» SOURCE TEXT:
* start *

If you want to do full fine tuning model, use "fine_tune.py" instead of "train_network.py"

BootsofLagrangian avatar Sep 16 '23 05:09 BootsofLagrangian

what is the setup for two machines on the same network? I am failing to get that part setup, my second machine seems to be right, but the main one I have no idea what to place on the ip and port because when I run a training it says the port is already on use (by the kohya ui itself running on main)

Charmandrigo avatar Jan 13 '24 00:01 Charmandrigo

@Charmandrigo Sorry for that I have only experience of one machine training. But I think accelerate support multi-machine training. If you run accelerate config, you can find options for multi-machine training for DDP. And from now, kohya's sd-scripts supports only DDP, not ZeRO or FSDP.

BootsofLagrangian avatar Jan 30 '24 11:01 BootsofLagrangian

@BootsofLagrangian Your 4 GPUs are from the same brand? Do you know if it's possible to use AMD alonside NVIDIA?

filipemeneses avatar May 28 '25 14:05 filipemeneses

@BootsofLagrangian Your 4 GPUs are from the same brand? Do you know if it's possible to use AMD alonside NVIDIA?

Yes, 4x RTX3090. Heterogeneous device training is a really challenge topic, it is not recommand for consumer level.

BootsofLagrangian avatar May 29 '25 00:05 BootsofLagrangian

* end *

» REQUIREMENTS:
(a) According to the forum thread, why does starting a training run on the main machine report that the port is already in use?
(b) Which distributed training method does the forum thread say kohya's sd-scripts supports?
The material after this is separate from the forum thread.

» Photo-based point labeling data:
* start *

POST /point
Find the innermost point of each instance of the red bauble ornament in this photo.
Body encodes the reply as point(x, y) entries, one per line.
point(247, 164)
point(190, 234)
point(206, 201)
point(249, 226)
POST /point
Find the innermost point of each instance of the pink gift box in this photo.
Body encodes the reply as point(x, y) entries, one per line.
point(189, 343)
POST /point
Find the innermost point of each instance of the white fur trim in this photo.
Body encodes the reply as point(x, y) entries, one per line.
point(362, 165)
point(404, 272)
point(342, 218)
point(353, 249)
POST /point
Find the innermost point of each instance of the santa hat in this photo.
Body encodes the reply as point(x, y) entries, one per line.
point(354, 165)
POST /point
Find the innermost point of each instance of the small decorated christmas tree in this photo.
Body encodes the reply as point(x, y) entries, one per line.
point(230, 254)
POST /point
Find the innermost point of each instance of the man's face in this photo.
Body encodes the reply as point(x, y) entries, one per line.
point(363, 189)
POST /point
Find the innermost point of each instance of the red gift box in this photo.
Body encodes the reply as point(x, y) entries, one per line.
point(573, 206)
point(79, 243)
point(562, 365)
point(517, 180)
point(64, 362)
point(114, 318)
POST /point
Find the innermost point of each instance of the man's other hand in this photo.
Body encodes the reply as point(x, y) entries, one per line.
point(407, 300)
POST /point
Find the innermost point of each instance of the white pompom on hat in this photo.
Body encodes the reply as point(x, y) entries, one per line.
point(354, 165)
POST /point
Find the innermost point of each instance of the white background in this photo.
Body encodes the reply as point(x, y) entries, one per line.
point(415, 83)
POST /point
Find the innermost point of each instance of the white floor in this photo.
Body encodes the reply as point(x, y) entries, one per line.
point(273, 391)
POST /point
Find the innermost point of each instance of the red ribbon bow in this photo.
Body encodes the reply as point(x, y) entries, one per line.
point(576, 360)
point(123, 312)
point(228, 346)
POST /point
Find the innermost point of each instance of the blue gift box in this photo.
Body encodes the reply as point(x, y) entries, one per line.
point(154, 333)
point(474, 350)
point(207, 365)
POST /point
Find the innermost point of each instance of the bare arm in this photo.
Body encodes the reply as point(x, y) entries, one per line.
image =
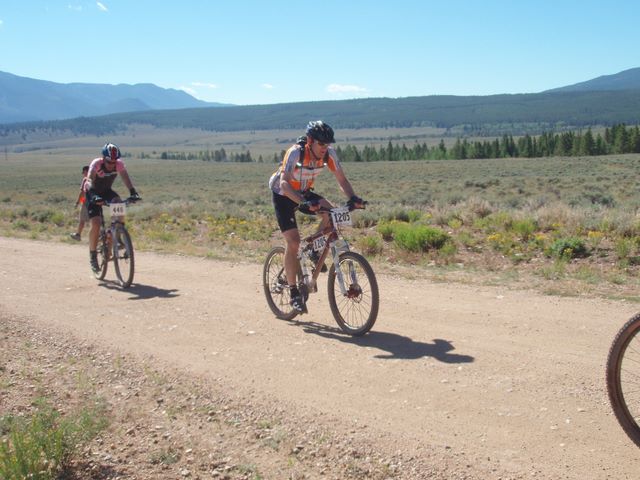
point(345, 185)
point(126, 180)
point(288, 190)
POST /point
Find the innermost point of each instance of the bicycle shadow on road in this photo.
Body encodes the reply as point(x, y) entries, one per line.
point(140, 291)
point(397, 346)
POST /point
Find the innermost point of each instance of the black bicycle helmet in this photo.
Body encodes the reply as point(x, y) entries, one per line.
point(320, 131)
point(111, 151)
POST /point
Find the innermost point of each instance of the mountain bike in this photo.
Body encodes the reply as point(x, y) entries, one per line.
point(114, 244)
point(352, 286)
point(623, 377)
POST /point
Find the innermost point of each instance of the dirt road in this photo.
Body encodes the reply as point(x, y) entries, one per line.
point(509, 382)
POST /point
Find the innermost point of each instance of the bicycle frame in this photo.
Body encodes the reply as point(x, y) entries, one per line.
point(333, 244)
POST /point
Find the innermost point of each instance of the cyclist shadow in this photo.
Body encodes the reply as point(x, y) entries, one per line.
point(397, 346)
point(141, 291)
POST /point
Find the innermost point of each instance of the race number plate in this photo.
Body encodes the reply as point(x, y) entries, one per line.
point(318, 244)
point(117, 209)
point(341, 217)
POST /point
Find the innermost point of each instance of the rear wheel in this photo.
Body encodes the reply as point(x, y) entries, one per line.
point(357, 310)
point(623, 378)
point(103, 256)
point(123, 260)
point(276, 288)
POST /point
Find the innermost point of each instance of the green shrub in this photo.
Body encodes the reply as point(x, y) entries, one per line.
point(568, 248)
point(386, 230)
point(418, 238)
point(524, 228)
point(40, 447)
point(370, 245)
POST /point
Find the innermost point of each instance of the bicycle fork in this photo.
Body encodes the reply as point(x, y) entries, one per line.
point(338, 247)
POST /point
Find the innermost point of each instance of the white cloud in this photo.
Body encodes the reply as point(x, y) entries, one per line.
point(206, 85)
point(337, 88)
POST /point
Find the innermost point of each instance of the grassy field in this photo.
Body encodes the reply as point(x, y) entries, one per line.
point(565, 225)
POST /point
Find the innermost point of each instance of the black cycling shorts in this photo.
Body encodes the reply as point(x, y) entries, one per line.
point(286, 209)
point(96, 210)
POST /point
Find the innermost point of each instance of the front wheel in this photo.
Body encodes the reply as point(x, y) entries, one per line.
point(103, 256)
point(356, 310)
point(123, 260)
point(623, 378)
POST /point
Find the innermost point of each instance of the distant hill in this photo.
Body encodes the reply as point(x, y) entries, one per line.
point(594, 103)
point(25, 99)
point(626, 80)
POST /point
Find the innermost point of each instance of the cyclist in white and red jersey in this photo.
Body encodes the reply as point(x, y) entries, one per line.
point(102, 173)
point(291, 187)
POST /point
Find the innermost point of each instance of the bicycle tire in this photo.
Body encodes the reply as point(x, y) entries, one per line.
point(123, 257)
point(623, 378)
point(356, 312)
point(274, 282)
point(103, 257)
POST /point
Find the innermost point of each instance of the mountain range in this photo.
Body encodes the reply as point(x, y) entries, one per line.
point(24, 99)
point(100, 108)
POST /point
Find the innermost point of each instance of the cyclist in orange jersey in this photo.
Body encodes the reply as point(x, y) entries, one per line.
point(292, 186)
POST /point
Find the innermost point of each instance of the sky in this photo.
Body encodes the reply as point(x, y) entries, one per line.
point(249, 52)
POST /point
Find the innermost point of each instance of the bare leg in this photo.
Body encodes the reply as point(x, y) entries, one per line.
point(292, 239)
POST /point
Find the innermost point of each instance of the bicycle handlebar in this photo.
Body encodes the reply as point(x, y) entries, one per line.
point(126, 201)
point(349, 205)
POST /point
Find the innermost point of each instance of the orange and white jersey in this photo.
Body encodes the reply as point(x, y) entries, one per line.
point(298, 161)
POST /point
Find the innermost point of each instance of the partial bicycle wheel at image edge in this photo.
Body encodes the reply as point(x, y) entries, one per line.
point(623, 378)
point(123, 258)
point(357, 310)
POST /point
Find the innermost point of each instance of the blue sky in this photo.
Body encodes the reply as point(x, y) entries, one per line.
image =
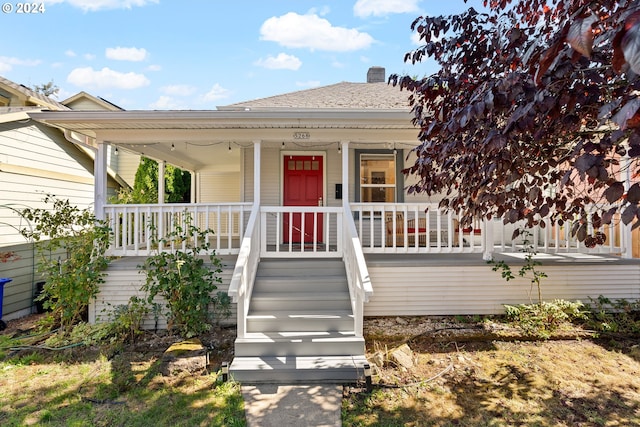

* end *

» TASK RESULTS:
(a) The port is already taken by the kohya UI, which is itself running on the main machine.

(b) Only DDP, not ZeRO or FSDP.